▶ [WORK REQUEST 1]: From the abstract on uterine atony, output the part that opens with the words containing "Uterine atony risk" and closes with "with oxytocin-mediated delivery.".
▶ [WORK REQUEST 2]: In the abstract on uterine atony, what was the main treatment used?
▶ [WORK REQUEST 3]: Resume the abstract on uterine atony from where it stops.

Uterine atony risk factor after vaginal delivery in a tertiary hospital in Antananarivo, Madagascar
Keywords:Emergency peripartum hysterectomy, Oxytocic therapy, Postpartum hemorrhage, Risk factor, Uterine atony
Background: Postpartum hemorrhage is the leading cause of maternal death in developing countries. Uterine atony is the cause in 80% of cases. Through this study, we want to determine risk factors for uterine atony after vaginal delivery route with oxytocin-mediated delivery.
Methods: This is a retrospective case-control study ranging from January 1st 2017 to June 31st 2018 at the Befelatanana University Hospital Centre of Gynecology-Obstetrics. The cases consisted of patients who had spontaneous vaginal delivery in the centre and had uterine atony. Authors studied maternal, obstetrical, neonatal parameters. Authors used the R software for the statistical analysis of the results.
Results: We found 40 cases of uterine atony out of 5421 deliveries with a prevalence of 0,73%. The average age was 27.73 years old±6.46 years old (p=0.113). The average parity was 2.67±1.62 (p=0.22). The total duration of labor was 6.88±2.95 hours (p=0.0187). The average duration of rupture of the membrane was 5.80±11.90 hours (0.003376). We found as risk factor of uterine atony the increase in oxytocin infusion rate during labor (OR=18.67, 95% CI 2.21-157.57), the artificial rupture of membranes (OR=5, 27, 95% CI 2.11-13.19), artificial induction of labor (OR=7.08, 95% CI 2.06-24.28) and labor over six hours (OR=2.53, 95% CI) % 1.18-5.47). In univariate analysis, premature delivery and a hypotrophic fetus were a factor risk of uterine atony (OR=3.07, 95% CI 1.27-7.44 and OR=3.43 95% CI 1.48-8.09 respectively) but this risk is not statistically significant in multivariate analysis with logistic regression (OR=1.27, 95% CI 0.40-3.84 and OR=2.19 95% CI 0.77-6.22). The main treatment was uterotonic drug use (72.5%). Authors identified seven cases of haemostasis hysterectomy and two cases of maternal death.

▶ [DATA RECORDS]:
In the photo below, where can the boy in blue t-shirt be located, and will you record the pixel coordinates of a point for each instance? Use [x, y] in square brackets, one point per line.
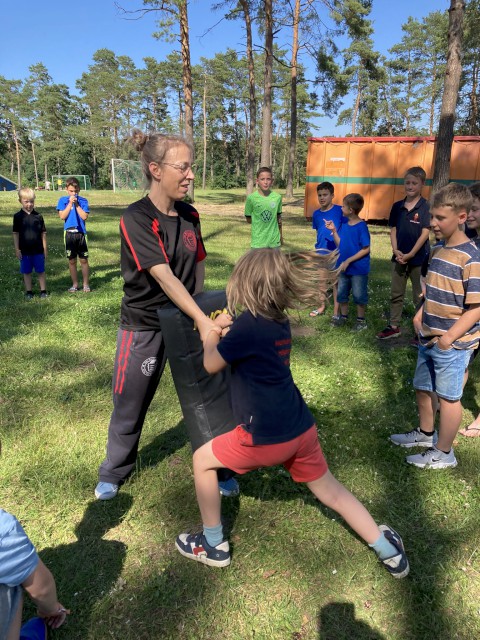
[73, 209]
[353, 242]
[325, 242]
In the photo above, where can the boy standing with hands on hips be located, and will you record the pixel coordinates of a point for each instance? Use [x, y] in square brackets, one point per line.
[73, 209]
[448, 328]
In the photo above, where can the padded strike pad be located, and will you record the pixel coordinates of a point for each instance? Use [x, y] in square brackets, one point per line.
[204, 398]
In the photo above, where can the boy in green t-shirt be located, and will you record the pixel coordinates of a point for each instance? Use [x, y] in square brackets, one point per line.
[263, 210]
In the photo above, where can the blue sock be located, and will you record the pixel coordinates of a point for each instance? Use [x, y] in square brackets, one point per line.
[214, 535]
[383, 548]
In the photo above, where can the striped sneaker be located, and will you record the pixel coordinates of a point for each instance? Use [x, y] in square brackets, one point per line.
[196, 547]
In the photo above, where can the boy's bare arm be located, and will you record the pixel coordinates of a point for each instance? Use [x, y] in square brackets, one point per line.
[460, 327]
[417, 246]
[16, 244]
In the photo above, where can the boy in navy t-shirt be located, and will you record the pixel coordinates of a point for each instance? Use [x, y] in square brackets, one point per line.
[73, 209]
[325, 243]
[353, 242]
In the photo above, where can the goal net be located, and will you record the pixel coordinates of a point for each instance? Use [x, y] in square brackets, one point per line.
[59, 182]
[126, 175]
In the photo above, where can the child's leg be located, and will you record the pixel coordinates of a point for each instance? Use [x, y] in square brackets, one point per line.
[27, 279]
[72, 265]
[450, 419]
[427, 408]
[205, 466]
[334, 495]
[42, 281]
[85, 271]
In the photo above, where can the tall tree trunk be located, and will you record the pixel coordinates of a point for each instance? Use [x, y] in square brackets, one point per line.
[266, 158]
[17, 152]
[187, 81]
[34, 163]
[293, 104]
[251, 99]
[204, 109]
[441, 171]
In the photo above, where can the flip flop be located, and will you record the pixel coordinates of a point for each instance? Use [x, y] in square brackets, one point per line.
[474, 432]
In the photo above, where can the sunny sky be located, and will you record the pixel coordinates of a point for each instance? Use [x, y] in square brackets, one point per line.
[64, 36]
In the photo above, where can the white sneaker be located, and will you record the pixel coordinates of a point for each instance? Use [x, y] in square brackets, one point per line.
[106, 490]
[414, 438]
[433, 458]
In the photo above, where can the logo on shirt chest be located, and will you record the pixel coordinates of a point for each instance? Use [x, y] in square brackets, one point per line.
[190, 240]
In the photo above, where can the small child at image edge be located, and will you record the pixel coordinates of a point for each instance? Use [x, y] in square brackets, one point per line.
[275, 425]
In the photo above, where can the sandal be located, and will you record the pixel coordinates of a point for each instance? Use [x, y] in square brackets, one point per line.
[470, 432]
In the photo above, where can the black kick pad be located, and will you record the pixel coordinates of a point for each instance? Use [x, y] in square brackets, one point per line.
[204, 398]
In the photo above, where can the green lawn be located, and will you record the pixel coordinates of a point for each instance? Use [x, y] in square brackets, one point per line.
[297, 572]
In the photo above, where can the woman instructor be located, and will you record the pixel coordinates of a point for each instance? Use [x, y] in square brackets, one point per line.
[162, 261]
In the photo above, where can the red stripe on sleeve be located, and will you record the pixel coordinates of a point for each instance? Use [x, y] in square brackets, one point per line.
[125, 234]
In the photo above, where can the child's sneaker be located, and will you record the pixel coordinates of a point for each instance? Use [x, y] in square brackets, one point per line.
[389, 332]
[433, 458]
[397, 565]
[414, 438]
[196, 547]
[359, 325]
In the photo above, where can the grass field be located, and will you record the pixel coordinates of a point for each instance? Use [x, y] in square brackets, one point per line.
[297, 572]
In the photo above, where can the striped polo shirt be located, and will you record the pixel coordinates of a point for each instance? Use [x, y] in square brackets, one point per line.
[453, 283]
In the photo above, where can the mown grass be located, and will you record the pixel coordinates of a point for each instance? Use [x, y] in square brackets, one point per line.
[297, 573]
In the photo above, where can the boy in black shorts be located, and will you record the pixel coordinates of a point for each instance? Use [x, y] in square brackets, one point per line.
[73, 209]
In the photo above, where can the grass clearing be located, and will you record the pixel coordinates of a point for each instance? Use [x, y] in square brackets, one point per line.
[297, 572]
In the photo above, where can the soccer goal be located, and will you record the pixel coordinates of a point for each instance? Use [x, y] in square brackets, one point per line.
[59, 182]
[126, 175]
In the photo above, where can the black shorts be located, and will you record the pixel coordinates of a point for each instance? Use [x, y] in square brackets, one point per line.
[76, 244]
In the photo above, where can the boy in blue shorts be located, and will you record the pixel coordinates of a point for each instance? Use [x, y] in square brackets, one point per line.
[30, 242]
[73, 209]
[325, 242]
[353, 242]
[448, 327]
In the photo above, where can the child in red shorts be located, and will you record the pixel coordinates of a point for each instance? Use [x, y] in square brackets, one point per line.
[275, 424]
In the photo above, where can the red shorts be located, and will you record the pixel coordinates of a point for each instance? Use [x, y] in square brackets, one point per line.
[302, 457]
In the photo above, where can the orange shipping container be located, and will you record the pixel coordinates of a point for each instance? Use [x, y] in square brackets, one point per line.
[375, 167]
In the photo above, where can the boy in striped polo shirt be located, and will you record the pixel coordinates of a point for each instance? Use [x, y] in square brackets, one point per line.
[448, 327]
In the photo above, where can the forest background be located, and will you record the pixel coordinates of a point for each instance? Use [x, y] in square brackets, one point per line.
[328, 45]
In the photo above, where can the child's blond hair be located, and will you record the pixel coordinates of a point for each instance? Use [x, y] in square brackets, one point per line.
[269, 282]
[454, 195]
[26, 192]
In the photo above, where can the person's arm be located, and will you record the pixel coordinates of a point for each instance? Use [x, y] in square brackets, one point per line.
[178, 294]
[199, 277]
[460, 327]
[41, 588]
[212, 360]
[417, 246]
[16, 244]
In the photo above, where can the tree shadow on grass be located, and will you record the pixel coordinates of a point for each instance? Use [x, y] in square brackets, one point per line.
[87, 570]
[337, 621]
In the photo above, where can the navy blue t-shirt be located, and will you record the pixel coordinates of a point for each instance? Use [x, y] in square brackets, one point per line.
[265, 400]
[409, 225]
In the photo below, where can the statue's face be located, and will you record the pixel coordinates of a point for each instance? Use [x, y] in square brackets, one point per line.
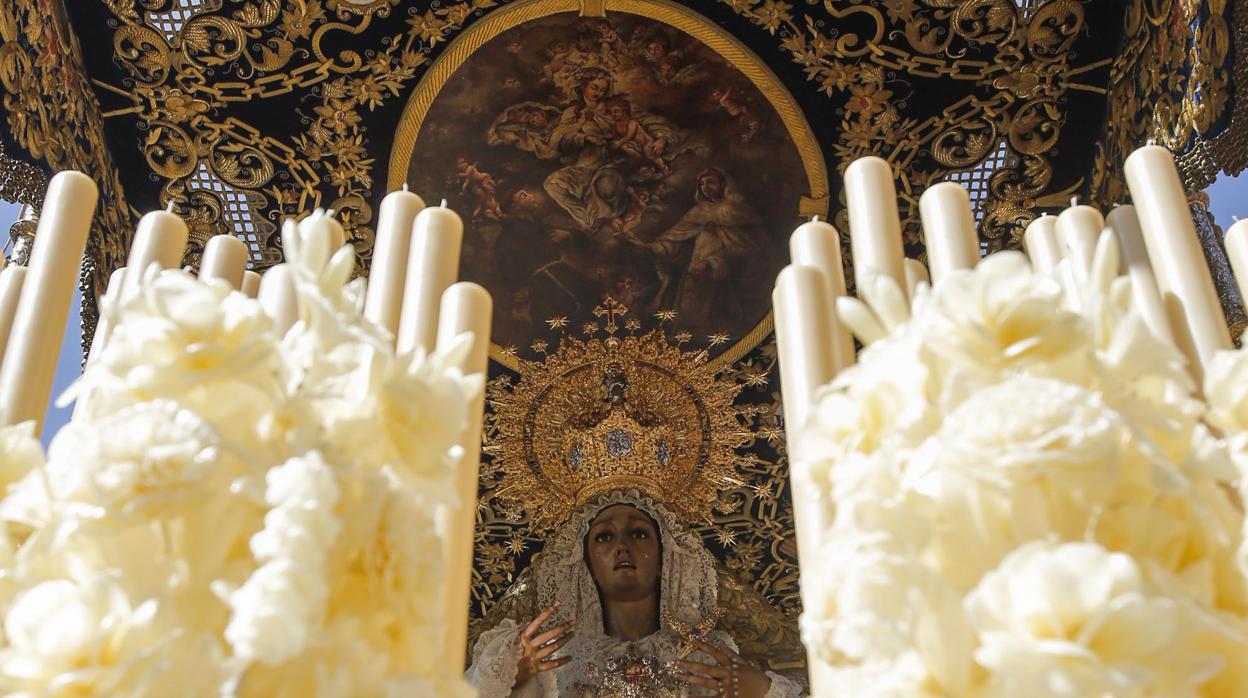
[624, 555]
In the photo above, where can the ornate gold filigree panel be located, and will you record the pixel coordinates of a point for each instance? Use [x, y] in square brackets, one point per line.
[1015, 66]
[1181, 79]
[51, 115]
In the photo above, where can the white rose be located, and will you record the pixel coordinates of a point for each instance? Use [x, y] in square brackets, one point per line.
[1226, 387]
[1028, 428]
[87, 638]
[144, 451]
[20, 452]
[204, 345]
[889, 612]
[276, 612]
[997, 320]
[408, 412]
[1076, 619]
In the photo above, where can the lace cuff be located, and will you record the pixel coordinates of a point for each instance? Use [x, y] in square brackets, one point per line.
[783, 687]
[494, 661]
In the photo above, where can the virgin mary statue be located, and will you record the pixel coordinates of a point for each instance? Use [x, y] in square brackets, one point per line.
[622, 584]
[628, 594]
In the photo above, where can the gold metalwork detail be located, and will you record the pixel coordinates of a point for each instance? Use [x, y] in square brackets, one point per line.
[1030, 71]
[53, 115]
[600, 415]
[1171, 83]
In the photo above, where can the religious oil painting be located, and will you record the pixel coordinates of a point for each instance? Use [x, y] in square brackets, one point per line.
[617, 156]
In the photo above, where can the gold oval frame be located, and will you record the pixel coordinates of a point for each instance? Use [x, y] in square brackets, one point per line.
[665, 11]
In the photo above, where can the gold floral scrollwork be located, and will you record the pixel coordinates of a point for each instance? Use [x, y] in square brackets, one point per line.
[986, 20]
[1053, 29]
[241, 165]
[346, 8]
[1174, 81]
[1035, 127]
[965, 145]
[211, 40]
[142, 51]
[170, 150]
[51, 114]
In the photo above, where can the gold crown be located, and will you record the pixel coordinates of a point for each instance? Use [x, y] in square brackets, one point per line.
[622, 412]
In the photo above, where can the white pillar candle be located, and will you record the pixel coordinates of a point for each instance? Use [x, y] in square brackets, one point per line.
[104, 322]
[160, 239]
[432, 267]
[1040, 242]
[466, 307]
[10, 290]
[875, 226]
[102, 330]
[1078, 229]
[44, 306]
[818, 244]
[1237, 251]
[250, 284]
[803, 331]
[949, 230]
[225, 256]
[383, 300]
[277, 297]
[1191, 300]
[1143, 285]
[803, 336]
[916, 274]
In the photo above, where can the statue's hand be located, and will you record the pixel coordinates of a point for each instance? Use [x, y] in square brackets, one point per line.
[539, 646]
[729, 676]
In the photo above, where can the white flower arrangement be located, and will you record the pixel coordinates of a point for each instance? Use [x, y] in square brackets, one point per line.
[236, 512]
[1026, 500]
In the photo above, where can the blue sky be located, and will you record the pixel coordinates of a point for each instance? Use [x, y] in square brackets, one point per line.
[1228, 197]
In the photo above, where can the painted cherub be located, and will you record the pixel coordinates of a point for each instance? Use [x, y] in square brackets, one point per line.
[630, 135]
[481, 186]
[724, 99]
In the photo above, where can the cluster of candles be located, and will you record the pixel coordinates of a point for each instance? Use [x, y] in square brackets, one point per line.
[1170, 279]
[412, 292]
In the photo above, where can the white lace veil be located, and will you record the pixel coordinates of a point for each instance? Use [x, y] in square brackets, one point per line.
[689, 583]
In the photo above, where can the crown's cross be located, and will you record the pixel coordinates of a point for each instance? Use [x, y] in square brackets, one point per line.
[610, 309]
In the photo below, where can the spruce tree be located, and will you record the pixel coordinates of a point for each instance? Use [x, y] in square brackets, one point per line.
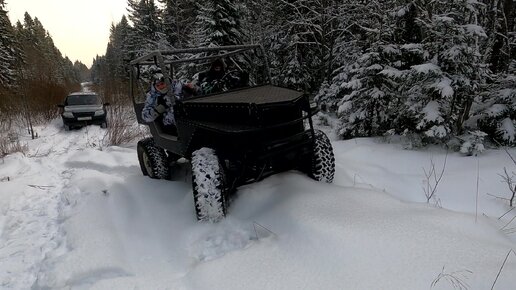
[7, 50]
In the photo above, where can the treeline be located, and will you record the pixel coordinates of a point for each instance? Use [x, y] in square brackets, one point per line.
[438, 71]
[34, 75]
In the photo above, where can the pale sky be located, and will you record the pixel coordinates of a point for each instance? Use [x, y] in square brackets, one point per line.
[79, 28]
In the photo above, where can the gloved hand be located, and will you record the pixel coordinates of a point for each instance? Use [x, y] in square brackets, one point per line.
[160, 109]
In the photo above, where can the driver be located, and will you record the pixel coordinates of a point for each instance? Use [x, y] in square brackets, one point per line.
[159, 102]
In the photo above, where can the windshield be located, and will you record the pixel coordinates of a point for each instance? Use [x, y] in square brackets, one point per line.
[75, 100]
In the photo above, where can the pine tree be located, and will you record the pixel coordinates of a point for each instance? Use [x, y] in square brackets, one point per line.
[218, 23]
[147, 32]
[7, 50]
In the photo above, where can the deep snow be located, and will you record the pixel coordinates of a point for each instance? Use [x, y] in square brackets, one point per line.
[78, 215]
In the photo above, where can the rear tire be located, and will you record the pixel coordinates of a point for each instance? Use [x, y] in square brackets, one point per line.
[323, 161]
[209, 186]
[152, 159]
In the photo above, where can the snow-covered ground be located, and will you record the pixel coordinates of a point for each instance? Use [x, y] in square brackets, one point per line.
[77, 215]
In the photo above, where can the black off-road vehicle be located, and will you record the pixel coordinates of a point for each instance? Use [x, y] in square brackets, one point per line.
[234, 137]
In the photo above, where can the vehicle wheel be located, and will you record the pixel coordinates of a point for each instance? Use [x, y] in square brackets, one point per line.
[209, 186]
[152, 159]
[323, 161]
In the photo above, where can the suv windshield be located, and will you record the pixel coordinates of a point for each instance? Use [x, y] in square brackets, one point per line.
[75, 100]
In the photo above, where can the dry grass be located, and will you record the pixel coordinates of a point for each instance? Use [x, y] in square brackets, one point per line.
[9, 144]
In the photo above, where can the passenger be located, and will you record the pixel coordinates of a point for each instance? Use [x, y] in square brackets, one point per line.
[158, 103]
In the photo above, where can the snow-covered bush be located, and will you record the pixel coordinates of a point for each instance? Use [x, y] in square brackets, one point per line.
[473, 143]
[497, 112]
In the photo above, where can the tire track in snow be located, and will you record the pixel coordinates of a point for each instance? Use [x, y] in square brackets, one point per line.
[33, 230]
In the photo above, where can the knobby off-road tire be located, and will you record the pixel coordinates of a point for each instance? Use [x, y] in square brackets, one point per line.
[323, 160]
[209, 186]
[153, 160]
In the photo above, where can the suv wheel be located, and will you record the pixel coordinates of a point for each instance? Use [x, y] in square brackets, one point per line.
[323, 161]
[209, 185]
[152, 159]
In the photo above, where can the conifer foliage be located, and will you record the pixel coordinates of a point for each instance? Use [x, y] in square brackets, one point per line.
[34, 75]
[433, 70]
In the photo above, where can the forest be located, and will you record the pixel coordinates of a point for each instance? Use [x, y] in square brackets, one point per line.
[437, 72]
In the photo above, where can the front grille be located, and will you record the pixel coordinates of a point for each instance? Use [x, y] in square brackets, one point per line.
[83, 114]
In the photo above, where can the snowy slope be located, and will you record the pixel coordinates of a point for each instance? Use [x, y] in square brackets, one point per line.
[77, 215]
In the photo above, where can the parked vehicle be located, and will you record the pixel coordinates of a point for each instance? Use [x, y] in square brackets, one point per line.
[234, 137]
[83, 108]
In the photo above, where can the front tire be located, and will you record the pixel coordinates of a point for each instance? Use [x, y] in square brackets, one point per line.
[323, 161]
[209, 186]
[152, 159]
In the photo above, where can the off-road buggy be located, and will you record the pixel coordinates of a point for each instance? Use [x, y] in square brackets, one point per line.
[234, 137]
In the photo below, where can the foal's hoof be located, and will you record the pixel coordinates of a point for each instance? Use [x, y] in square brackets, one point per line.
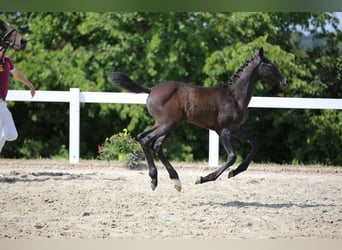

▶ [WRITTEN RESPONSE 1]:
Uterine atony risk factor after vaginal delivery in a tertiary hospital in Antananarivo, Madagascar
Keywords:Emergency peripartum hysterectomy, Oxytocic therapy, Postpartum hemorrhage, Risk factor, Uterine atony
Background: Postpartum hemorrhage is the leading cause of maternal death in developing countries. Uterine atony is the cause in 80% of cases. Through this study, we want to determine risk factors for uterine atony after vaginal delivery route with oxytocin-mediated delivery.

▶ [WRITTEN RESPONSE 2]: Uterotonic drug use, in 72.5% of cases.

▶ [WRITTEN RESPONSE 3]:
Conclusions: Present study confirms risk factors for uterine atony already known as prolonged labor and increased oxytocic infusion rate. Unrecognized factors have been identified as a risk factor for uterine atony such as the duration of rupture of the membranes and artificial rupture of the membranes. A minimal inflammation hypothesis that reduces susceptibility to oxytocin may explain this association. Knowing these factors would reduce the occurrence of uterine atony to reduce maternal mortality.